TRECHO DO TEXTO —
- - - - - - -

Reforma tributária:
Receita prepara super sistema para aprimorar cobrança de impostos e reduzir
sonegação
Nova
plataforma tratará do pagamento dos futuros impostos sobre consumo, previstos
em texto aprovado pelo Congresso. Expectativa é processar 70 bilhões de
documentos por ano.
O governo federal está preparando uma plataforma tecnológica sem
precedentes no mundo para operacionalizar os pagamentos dos impostos sobre
produtos e serviços.
O sistema será 150 vezes maior do que o PIX - ferramenta de
transferências em tempo real do Banco Central.
Previsto na reforma tributária aprovada pelo Congresso Nacional, o novo sistema vai tratar do recolhimento dos futuros tributos sobre o
consumo (IBS dos estados e municípios, e a CBS do governo federal).
Os impostos serão cobrados no lugar dos atuais PIS, Cofins, IPI, ICMS e
ISS.
? Milhares de pessoas - envolvendo técnicos da Receita Federal, desenvolvedores contratados pelo Serviço Federal de Processamento de
Dados (Serpro), interlocutores do mercado financeiro e até engenheiros das
"big techs" (gigantes de tecnologia) - trabalham para viabilizar a
ferramenta.
"O gigantismo é para poder receber esse
volume de informações que são 100% das notas eletrônicas. Isso que a gente
calcula que é em torno de 70 bilhões de documentos por ano que esse sistema vai
receber, que é mais ou menos o volume do PIX", disse o secretário da
Receita Federal, Robinson Barreirinhas, ao g1.

- - - - - - -

[Registros de caixas rotuladas]
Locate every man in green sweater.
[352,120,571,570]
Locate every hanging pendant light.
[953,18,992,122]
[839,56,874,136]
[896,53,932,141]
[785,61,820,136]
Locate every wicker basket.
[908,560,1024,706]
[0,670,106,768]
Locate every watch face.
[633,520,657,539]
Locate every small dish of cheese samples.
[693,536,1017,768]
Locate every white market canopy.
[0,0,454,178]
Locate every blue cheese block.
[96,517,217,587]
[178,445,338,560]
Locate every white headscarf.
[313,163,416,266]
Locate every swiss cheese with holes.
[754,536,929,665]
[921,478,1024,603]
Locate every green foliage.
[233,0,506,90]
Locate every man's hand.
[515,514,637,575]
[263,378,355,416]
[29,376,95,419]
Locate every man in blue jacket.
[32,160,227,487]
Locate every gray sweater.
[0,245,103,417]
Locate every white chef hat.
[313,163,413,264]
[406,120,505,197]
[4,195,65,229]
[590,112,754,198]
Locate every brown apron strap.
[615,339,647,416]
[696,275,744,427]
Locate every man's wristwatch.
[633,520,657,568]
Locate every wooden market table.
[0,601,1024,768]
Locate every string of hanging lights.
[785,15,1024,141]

- - - - - - -

OBJETIVO DO EXERCÍCIO — Digite de novo, sem nenhuma alteração, todo o texto sobre a reforma tributária.

TAREFA CONCLUÍDA —
Reforma tributária:
Receita prepara super sistema para aprimorar cobrança de impostos e reduzir
sonegação
Nova
plataforma tratará do pagamento dos futuros impostos sobre consumo, previstos
em texto aprovado pelo Congresso. Expectativa é processar 70 bilhões de
documentos por ano.
O governo federal está preparando uma plataforma tecnológica sem
precedentes no mundo para operacionalizar os pagamentos dos impostos sobre
produtos e serviços.
O sistema será 150 vezes maior do que o PIX - ferramenta de
transferências em tempo real do Banco Central.
Previsto na reforma tributária aprovada pelo Congresso Nacional, o novo sistema vai tratar do recolhimento dos futuros tributos sobre o
consumo (IBS dos estados e municípios, e a CBS do governo federal).
Os impostos serão cobrados no lugar dos atuais PIS, Cofins, IPI, ICMS e
ISS.
? Milhares de pessoas - envolvendo técnicos da Receita Federal, desenvolvedores contratados pelo Serviço Federal de Processamento de
Dados (Serpro), interlocutores do mercado financeiro e até engenheiros das
"big techs" (gigantes de tecnologia) - trabalham para viabilizar a
ferramenta.
"O gigantismo é para poder receber esse
volume de informações que são 100% das notas eletrônicas. Isso que a gente
calcula que é em torno de 70 bilhões de documentos por ano que esse sistema vai
receber, que é mais ou menos o volume do PIX", disse o secretário da
Receita Federal, Robinson Barreirinhas, ao g1.